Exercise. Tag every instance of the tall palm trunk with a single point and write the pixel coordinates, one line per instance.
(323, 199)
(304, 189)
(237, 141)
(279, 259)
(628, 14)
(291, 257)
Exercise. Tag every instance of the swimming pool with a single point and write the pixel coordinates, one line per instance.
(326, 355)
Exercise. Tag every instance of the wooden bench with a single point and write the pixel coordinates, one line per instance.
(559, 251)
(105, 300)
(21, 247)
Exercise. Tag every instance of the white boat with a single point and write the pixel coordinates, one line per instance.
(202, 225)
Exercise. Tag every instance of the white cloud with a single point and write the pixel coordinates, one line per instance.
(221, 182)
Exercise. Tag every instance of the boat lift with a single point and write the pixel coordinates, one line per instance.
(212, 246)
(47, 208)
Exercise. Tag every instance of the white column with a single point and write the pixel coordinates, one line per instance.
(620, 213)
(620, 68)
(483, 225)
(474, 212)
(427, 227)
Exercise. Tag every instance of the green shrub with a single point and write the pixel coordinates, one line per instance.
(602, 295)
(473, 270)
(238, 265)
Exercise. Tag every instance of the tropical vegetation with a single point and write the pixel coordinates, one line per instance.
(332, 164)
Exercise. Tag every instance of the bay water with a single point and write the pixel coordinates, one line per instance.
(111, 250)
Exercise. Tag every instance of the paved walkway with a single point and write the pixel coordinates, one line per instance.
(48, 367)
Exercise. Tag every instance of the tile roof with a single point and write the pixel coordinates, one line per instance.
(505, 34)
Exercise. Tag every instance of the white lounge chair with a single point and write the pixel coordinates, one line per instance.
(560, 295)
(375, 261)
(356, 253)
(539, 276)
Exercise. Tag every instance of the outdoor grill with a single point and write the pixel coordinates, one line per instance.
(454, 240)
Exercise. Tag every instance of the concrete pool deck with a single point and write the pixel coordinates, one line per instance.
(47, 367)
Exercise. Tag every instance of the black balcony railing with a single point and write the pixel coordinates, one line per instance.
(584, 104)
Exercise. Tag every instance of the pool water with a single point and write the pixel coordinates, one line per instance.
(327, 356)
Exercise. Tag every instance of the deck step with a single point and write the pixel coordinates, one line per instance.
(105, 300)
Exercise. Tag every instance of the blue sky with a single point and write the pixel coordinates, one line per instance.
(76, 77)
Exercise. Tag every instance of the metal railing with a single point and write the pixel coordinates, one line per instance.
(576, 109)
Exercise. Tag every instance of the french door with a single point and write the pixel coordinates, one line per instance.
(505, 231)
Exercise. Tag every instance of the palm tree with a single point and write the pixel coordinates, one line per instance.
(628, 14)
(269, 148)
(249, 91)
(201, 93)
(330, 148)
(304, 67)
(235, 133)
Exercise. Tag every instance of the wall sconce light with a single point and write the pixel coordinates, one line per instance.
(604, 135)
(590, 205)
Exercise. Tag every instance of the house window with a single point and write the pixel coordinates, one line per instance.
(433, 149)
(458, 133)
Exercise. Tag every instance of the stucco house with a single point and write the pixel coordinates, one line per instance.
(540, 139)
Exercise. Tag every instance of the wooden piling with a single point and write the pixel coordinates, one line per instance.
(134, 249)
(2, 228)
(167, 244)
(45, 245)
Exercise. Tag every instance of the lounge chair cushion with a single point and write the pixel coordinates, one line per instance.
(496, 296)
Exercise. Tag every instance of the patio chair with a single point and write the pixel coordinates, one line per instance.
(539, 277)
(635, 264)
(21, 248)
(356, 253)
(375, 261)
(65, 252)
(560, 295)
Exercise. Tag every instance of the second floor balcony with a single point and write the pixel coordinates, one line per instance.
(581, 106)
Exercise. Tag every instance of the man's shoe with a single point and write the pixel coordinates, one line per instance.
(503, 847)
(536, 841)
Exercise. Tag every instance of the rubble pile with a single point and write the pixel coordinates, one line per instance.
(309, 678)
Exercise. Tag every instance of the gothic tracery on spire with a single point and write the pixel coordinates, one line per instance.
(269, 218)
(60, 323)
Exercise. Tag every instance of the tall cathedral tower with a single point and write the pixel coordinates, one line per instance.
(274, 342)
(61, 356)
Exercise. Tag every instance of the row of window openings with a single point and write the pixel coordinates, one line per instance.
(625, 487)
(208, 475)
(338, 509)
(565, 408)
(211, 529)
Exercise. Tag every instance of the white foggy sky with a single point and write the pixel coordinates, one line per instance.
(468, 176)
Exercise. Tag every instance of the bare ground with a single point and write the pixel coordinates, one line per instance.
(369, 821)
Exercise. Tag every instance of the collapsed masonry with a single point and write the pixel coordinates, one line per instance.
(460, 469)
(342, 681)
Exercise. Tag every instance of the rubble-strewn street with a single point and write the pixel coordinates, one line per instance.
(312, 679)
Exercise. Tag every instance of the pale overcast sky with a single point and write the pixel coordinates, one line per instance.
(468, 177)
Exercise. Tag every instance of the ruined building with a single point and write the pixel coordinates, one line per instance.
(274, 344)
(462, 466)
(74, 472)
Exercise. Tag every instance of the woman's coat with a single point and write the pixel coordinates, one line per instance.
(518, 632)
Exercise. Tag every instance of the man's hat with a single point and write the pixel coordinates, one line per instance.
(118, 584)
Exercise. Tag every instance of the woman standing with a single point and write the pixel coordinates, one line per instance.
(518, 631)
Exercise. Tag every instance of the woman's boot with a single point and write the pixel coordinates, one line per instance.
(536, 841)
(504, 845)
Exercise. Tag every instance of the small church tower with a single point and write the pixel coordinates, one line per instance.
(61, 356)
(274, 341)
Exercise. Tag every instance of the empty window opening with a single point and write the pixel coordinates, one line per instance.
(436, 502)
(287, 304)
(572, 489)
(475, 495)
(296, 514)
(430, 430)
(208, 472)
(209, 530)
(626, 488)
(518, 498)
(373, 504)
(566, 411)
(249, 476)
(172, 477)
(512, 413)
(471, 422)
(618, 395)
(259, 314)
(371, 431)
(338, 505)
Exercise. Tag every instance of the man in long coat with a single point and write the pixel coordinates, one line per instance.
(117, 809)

The request
Lay out all the rows above as a two-column CSV headed task and points, one line per row. Put each row's text under task and its answer under points, each as a single quoted field with line breaks replaced by spaces.

Expected output
task,points
"Exercise. Tag every instance of the tall palm trunk with a single point and write the pixel coordinates, one line per instance.","(323, 199) (304, 189) (237, 141) (279, 259) (628, 14) (291, 257)"
"Exercise. Tag every instance of the swimming pool with a single point and write the pixel coordinates, one line per instance.","(326, 355)"
"Exercise. Tag every instance of the wooden bench with a single point and write the pixel coordinates, one line per instance.","(559, 251) (105, 300) (21, 247)"
"Exercise. Tag every instance of the white boat with a single point and write the pixel coordinates, one line per instance.","(202, 225)"
"Exercise. Tag every instance of the white cloud with a single point and write the pixel coordinates, one line per instance.","(221, 182)"
"Exercise. Tag every instance of the boat lift with a single point and write the pixel coordinates, one line per instance.","(212, 246) (47, 208)"
"Exercise. Tag every instance of the white column with a single point and write the pixel coordinates, one line per instance.","(620, 213) (620, 68) (483, 225) (474, 212) (427, 227)"
"Exercise. Tag every instance of the green shrub with a single point and write the pixel coordinates, one line per instance.","(602, 295) (473, 270) (238, 265)"
"Exercise. Tag every instance of the tropical vegetation with a single point and write the pixel coordinates, one line per instance.","(332, 164)"
"Exercise. Tag every instance of the bay water with a single point and write the pixel coordinates, one line per instance.","(111, 250)"
"Exercise. Tag every instance of the paved walkway with a single point and write the pixel coordinates, one line per instance.","(48, 367)"
"Exercise. Tag every instance of the tile roof with a single point and write the pixel coordinates, one line per instance.","(505, 34)"
"Exercise. Tag every instance of the white lounge chair with a single point and write the pixel coordinates, one line per instance.","(560, 295) (375, 261) (356, 253) (539, 276)"
"Exercise. Tag every instance of the outdoor grill with a single point and write the pixel coordinates, one line per instance.","(454, 240)"
"Exercise. Tag every instance of the concrete pool deck with a single point and write the pixel coordinates, one line per instance.","(47, 367)"
"Exercise. Tag every instance of the black balcony railing with a single point and write the pixel coordinates, one line per instance.","(584, 104)"
"Exercise. Tag every instance of the pool water with a single point and write the pixel coordinates, one line per instance.","(327, 356)"
"Exercise. Tag every instance of the deck step with a single point and write the pixel coordinates, one line per instance.","(105, 300)"
"Exercise. Tag every instance of the blue sky with a single point and write the pixel coordinates, one line per instance.","(76, 77)"
"Exercise. Tag every instance of the metal railing with a single point and write the pixel coordinates, one line per instance.","(576, 109)"
"Exercise. Tag every instance of the french door with a single point and write the pixel coordinates, one line per instance.","(505, 231)"
"Exercise. Tag every instance of the palm tree with a single point and write the pixel coordinates, one line per instance.","(628, 14) (269, 148) (249, 91) (201, 93) (330, 148) (304, 67) (235, 133)"
"Exercise. Tag every instance of the wall sconce light with a single point and write the pixel coordinates, one line per instance.","(604, 135) (590, 205)"
"Exercise. Tag every instance of the house window with a single point and write the pixel coordinates, one line per instance.","(433, 149) (458, 133)"
"Exercise. Tag every instance of the stucco house with a single point and write the pixel coordinates, one line per instance.","(540, 139)"
"Exercise. Tag every instance of the wooden piling with a single point and write the pixel coordinates, one line per instance.","(134, 249) (2, 228) (167, 244) (45, 245)"
"Exercise. Tag every instance of the lounge chair cushion with a single point and write the pixel coordinates, one line per instance.","(496, 296)"
"Exercise. Tag every instance of the patio chair with a single point and write the pixel coordinates, one line per instance.","(539, 277) (635, 264) (21, 248) (356, 253) (375, 261) (65, 252) (560, 295)"
"Exercise. Tag every instance of the second floor balcony with a single point and write the pixel coordinates, one line per instance.","(581, 106)"
"Exercise. Tag every instance of the man's shoe with a single point and write the pixel coordinates, one line per instance.","(503, 847) (536, 841)"
"Exercise. Tag every instance of the rubble pile with a single point and write the pixel coordinates, one line per instance.","(309, 678)"
"Exercise. Tag every instance of the gothic tracery on spire with a single point and write the pixel coordinates, one line per instance.","(269, 218) (60, 323)"
"Exercise. Tag every instance of the tall cathedral tower with a single point and write the pixel coordinates, one line per instance.","(274, 342) (61, 356)"
"Exercise. Tag every instance of the row of window openings with a single point and write the pixel coordinates, one line per instance.","(625, 487) (208, 475) (338, 509) (565, 408) (211, 529)"
"Exercise. Tag every instance of the white foggy sky with a single point and write the pixel coordinates, one line per instance.","(468, 176)"
"Exercise. Tag every instance of the bare ground with a single point and write the pixel coordinates, one line per instance.","(369, 821)"
"Exercise. Tag every instance of the collapsed masonry with a single point and write the pixel coordinates, one line per instance.","(460, 469) (342, 681)"
"Exercise. Tag every instance of the rubble-strewn street with a single point and write the pixel coordinates, one line per instance.","(312, 679)"
"Exercise. Tag every instance of the pale overcast sky with a single point and write the pixel coordinates, one line per instance.","(468, 177)"
"Exercise. Tag every instance of the ruined building with a single point and write the pixel coordinates, one line per instance.","(274, 344) (462, 466) (74, 472)"
"Exercise. Tag every instance of the woman's coat with a single point and write the pixel coordinates, one line per instance.","(518, 632)"
"Exercise. Tag every instance of the man's hat with a single point and write the pixel coordinates, one line per instance.","(118, 584)"
"Exercise. Tag every instance of the woman standing with a single point and write the pixel coordinates, one line per instance.","(518, 631)"
"Exercise. Tag every instance of the woman's boot with a single point and write the pixel coordinates, one line per instance.","(536, 841) (504, 845)"
"Exercise. Tag every instance of the small church tower with a single point and write the pixel coordinates, one line per instance.","(61, 356) (274, 341)"
"Exercise. Tag every instance of the empty window opening with a single point and write the pixel coordinates, one line per instance.","(436, 502) (287, 304) (572, 489) (475, 495) (296, 514) (430, 430) (208, 472) (209, 530) (626, 488) (518, 498) (373, 504) (566, 411) (249, 476) (172, 477) (512, 413) (471, 422) (618, 395) (259, 314) (371, 431) (338, 505)"
"Exercise. Tag every instance of the man in long coat with a single point and write the pixel coordinates, one line per instance.","(117, 809)"